▸ Task
List every line of the rows below that contains the string "ymin", reproducing each such line in full.

▸ Exercise materials

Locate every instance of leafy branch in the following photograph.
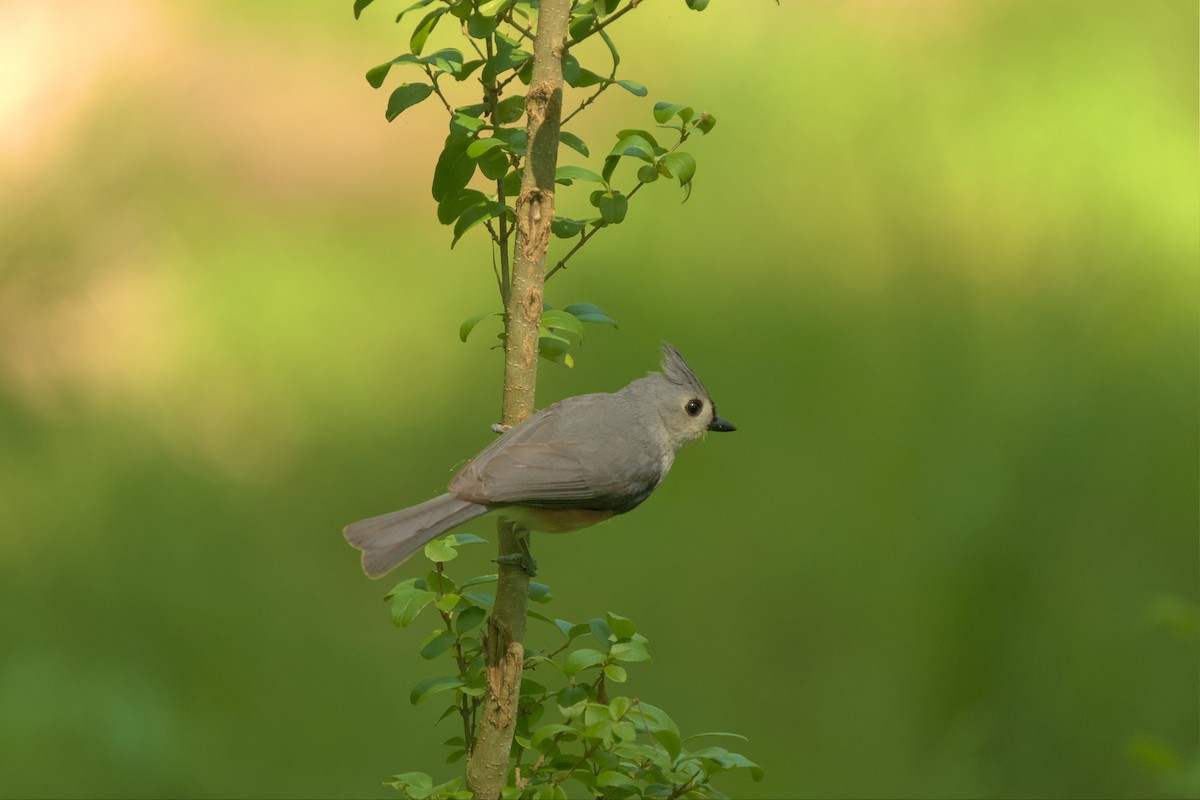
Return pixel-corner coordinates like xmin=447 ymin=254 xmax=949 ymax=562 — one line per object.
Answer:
xmin=388 ymin=534 xmax=763 ymax=800
xmin=354 ymin=0 xmax=715 ymax=366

▸ Result of this task
Return pixel-corner coordinates like xmin=447 ymin=254 xmax=949 ymax=562 — one line per object.
xmin=388 ymin=534 xmax=763 ymax=800
xmin=354 ymin=0 xmax=715 ymax=366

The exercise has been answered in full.